EXTRACTED DATA

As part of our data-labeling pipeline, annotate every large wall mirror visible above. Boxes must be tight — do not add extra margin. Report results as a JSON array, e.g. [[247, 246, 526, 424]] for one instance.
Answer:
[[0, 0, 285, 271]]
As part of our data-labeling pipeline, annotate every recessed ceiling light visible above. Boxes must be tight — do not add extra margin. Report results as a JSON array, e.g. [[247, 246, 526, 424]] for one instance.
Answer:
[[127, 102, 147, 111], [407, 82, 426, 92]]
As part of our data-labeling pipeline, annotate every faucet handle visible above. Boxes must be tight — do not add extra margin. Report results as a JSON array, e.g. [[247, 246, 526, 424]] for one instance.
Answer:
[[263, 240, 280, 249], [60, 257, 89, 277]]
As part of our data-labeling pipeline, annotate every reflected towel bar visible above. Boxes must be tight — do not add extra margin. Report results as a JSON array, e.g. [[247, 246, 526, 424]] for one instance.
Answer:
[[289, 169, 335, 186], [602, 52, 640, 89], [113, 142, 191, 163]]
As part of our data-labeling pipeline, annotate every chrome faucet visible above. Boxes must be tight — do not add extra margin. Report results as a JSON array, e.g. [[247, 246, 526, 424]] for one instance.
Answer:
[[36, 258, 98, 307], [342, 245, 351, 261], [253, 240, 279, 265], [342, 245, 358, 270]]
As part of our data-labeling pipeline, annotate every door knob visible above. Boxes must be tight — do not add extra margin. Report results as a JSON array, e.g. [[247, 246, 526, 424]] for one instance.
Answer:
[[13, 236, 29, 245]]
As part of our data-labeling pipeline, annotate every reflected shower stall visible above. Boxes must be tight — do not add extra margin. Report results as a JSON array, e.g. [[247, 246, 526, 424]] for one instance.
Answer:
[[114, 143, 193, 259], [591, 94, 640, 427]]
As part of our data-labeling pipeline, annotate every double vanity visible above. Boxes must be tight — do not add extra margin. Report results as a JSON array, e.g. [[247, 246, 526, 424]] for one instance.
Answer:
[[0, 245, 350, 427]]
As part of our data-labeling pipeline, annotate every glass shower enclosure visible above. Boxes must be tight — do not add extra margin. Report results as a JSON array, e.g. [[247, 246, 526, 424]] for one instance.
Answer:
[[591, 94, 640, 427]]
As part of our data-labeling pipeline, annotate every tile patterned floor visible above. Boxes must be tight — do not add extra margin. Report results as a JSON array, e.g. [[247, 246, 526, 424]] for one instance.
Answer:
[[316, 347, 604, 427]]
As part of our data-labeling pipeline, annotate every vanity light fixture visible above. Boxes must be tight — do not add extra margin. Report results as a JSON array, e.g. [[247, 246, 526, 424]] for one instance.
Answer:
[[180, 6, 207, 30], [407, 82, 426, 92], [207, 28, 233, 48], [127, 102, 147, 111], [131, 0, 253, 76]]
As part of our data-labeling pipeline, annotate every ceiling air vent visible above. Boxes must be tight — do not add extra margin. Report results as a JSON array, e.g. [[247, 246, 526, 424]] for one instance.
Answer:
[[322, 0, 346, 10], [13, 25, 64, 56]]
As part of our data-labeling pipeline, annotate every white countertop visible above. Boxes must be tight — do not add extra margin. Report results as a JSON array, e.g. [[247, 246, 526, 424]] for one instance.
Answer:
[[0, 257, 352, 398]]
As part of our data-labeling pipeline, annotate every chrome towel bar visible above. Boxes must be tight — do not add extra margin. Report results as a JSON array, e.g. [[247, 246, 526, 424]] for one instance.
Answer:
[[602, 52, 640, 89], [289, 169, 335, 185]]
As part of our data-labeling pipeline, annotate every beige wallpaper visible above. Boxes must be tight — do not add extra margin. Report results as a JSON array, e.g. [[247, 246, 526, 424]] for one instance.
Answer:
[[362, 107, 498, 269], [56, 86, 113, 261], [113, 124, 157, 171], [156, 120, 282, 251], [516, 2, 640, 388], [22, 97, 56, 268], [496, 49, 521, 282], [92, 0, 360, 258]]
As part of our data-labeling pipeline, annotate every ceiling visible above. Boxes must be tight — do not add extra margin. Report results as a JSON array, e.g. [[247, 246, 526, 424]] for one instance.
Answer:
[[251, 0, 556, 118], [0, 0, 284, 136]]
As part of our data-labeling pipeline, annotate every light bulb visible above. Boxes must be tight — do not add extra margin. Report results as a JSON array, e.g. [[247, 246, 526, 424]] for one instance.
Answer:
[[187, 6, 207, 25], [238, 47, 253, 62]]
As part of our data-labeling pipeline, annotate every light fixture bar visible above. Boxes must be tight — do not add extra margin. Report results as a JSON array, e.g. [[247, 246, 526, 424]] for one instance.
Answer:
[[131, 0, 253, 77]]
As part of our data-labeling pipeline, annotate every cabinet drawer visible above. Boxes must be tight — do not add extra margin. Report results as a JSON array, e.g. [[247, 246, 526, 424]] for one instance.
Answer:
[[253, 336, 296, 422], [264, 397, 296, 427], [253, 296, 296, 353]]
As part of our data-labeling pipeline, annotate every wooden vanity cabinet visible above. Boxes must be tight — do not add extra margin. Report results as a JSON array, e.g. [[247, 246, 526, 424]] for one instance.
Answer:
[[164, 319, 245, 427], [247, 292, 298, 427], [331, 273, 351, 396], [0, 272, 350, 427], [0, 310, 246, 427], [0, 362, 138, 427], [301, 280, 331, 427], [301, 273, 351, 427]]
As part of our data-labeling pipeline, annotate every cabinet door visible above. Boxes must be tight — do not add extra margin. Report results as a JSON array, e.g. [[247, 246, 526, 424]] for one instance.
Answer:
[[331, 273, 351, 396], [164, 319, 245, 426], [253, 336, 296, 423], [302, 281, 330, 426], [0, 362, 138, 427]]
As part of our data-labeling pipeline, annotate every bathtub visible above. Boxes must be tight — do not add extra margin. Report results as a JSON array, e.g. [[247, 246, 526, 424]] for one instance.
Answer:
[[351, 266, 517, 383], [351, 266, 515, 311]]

PROBLEM REQUIREMENTS
Repeat every entry exactly as written above.

THE REPLY
As part of our data-labeling pipeline, annotate every large wall mirror visible above. Boxes must be tight — do not add extra margin. Report results as a JSON array, e.g. [[247, 246, 526, 424]] for one instance.
Answer:
[[0, 0, 285, 271]]
As part of our data-labeling pipeline, annotate every recessed ceiling light visible above. Boxes must be tight — do not add extra margin. Report results as a JSON array, e.g. [[247, 246, 526, 424]] for one instance.
Answer:
[[127, 102, 147, 111], [407, 82, 426, 92]]
As part of our data-labeling pipeline, annotate every faucet handle visible above. Boxes must be tight — do not add extra margin. Report results as a JSON array, e.g. [[247, 246, 526, 424]] for one instance.
Answer:
[[263, 240, 280, 249], [60, 257, 89, 277]]
As part of our data-labeling pipeline, annotate every reflected towel bar visible above. Boxes must be tight — do not add extra margin. Report results as a JSON array, e.g. [[247, 246, 526, 424]] for one instance.
Answer:
[[289, 169, 335, 186], [602, 52, 640, 89], [113, 142, 191, 163]]
As part of our data-labeling pipeline, annotate every chrome faucet visible above. Boxes must be tight — do not add extra margin. Report results as a JSON array, e.g. [[247, 246, 526, 424]] for one instance.
Answer:
[[36, 258, 98, 307], [342, 245, 351, 261], [253, 240, 279, 265], [342, 245, 358, 270]]
As part of our data-labeling pipeline, annotate every door knob visible above. Boxes must be tight — do not add extra margin. Report results as a JSON array, e.g. [[247, 246, 526, 424]] for one instance.
Answer:
[[13, 236, 29, 245]]
As part of our data-labeling pipeline, annotate every reflected shower stall visible above. Boxes must be tight — do not add extra margin. Report results as a JSON array, e.g. [[247, 246, 526, 424]] for one instance.
Answer:
[[114, 143, 193, 259], [591, 94, 640, 427]]
As part of our data-labeling pipeline, annotate every double vanity visible above. Boxes must be tight — do not add extra margin. Report results as a JSON array, e.g. [[247, 246, 526, 424]] for one instance.
Answer:
[[0, 245, 350, 427]]
As part of our data-labeling pipeline, annotate every glass shower enclosure visible above. Boxes must be tight — do not add extra margin. Report results as a JSON array, e.g. [[247, 246, 526, 424]] for one instance.
Answer:
[[591, 94, 640, 427]]
As part of our data-labeling pipeline, annotate every tile patterned floor visible above. Boxes must be tight — do not add extra margin. Report results as a JSON array, e.g. [[247, 246, 526, 424]] for one instance.
Answer:
[[316, 347, 604, 427]]
As part of our data-labeling pipeline, annotate every vanity light fixture visible above. Boxes must be tight — do not add extra margin. Report results as a JSON array, e.g. [[247, 246, 526, 424]] for one instance.
Answer:
[[180, 6, 207, 30], [407, 82, 426, 92], [207, 28, 233, 48], [127, 102, 147, 111], [131, 0, 253, 76]]
As part of our data-labeling pipeline, annotate every ceiling air vent visible above. Boxes must be tight — do not add extra margin. Report results as a JSON array, e.g. [[247, 246, 526, 424]] for one instance.
Answer:
[[322, 0, 346, 10], [13, 25, 64, 56]]
As part of our data-labeling pipeline, annotate every white countertop visible above. Boxes must be tight — do not add extra margin. Report results as a JSON array, e.g. [[247, 246, 526, 424]] for one instance.
Answer:
[[0, 257, 352, 398]]
As part of our data-labeling pipeline, annotate every chrome towel bar visible above. Boxes must be tight — do not add extra margin. Report results as a JSON array, e.g. [[247, 246, 526, 424]] for one instance.
Answer:
[[602, 52, 640, 89], [289, 169, 335, 185]]
As part of our data-labeling pipeline, annotate every beige wallpaper visible above. Boxes must be tight — do not add extra margin. Report results as a JSON array, e.g. [[247, 246, 526, 424]] for one instance.
Answer:
[[362, 107, 498, 269], [56, 86, 113, 261], [113, 124, 157, 171], [156, 120, 282, 251], [516, 2, 640, 388], [22, 97, 56, 268], [496, 49, 521, 282], [92, 0, 360, 258]]
As part of our data-labeling pipeline, annotate every ceiling visible above. Boxes must be tight — do not add extra margin. Report results as a JSON array, e.g. [[247, 246, 526, 424]] for one instance.
Answer:
[[251, 0, 556, 118], [0, 0, 284, 136]]
As part of our data-labeling pipeline, annotate every light bulb visible above. Boxes must be tight — do not add extra margin. Report results as a JSON array, e.g. [[247, 246, 526, 424]] for one instance.
Answer:
[[187, 6, 207, 25], [238, 47, 253, 62]]
As part of our data-labeling pipeline, annotate every light fixture bar visible above. Boxes must be tight — do not add extra margin. Report results as a JSON array, e.g. [[247, 246, 526, 424]] for one instance.
Answer:
[[131, 0, 253, 77]]
As part of our data-labeling pipeline, annotate every cabinet drawer visible above. Boxes must be tight — do not add extra margin. Report results as a JSON array, e.g. [[247, 246, 526, 424]] for one instance.
Answer:
[[253, 336, 296, 422], [264, 397, 296, 427], [253, 296, 296, 353]]
As part of our data-labeling pipeline, annotate every wooden vanity cabinet visible above. Boxes must be tight — do not add extra margin. Report results as a JSON array, e.g. [[247, 246, 526, 424]] for one instance.
Answer:
[[164, 319, 245, 427], [247, 292, 298, 427], [331, 273, 351, 396], [0, 272, 350, 427], [0, 310, 246, 427], [0, 362, 138, 427], [301, 280, 331, 427], [301, 273, 351, 427]]
As part of our data-labeling pipeline, annotate every cabinet door visible above. Boxes must be tight — do not add extra margin. Report results as a JSON array, e.g. [[247, 246, 526, 424]] for one instance.
Answer:
[[331, 273, 351, 396], [164, 319, 245, 426], [253, 336, 296, 423], [302, 281, 330, 426], [0, 362, 138, 427]]
As part of our data-labeling pipeline, annotate every bathtub visible above. Boxes must be tight — do not add extra margin. Report results as a JSON array, e.g. [[247, 246, 526, 424]] for one instance.
Answer:
[[351, 266, 517, 383], [351, 266, 515, 311]]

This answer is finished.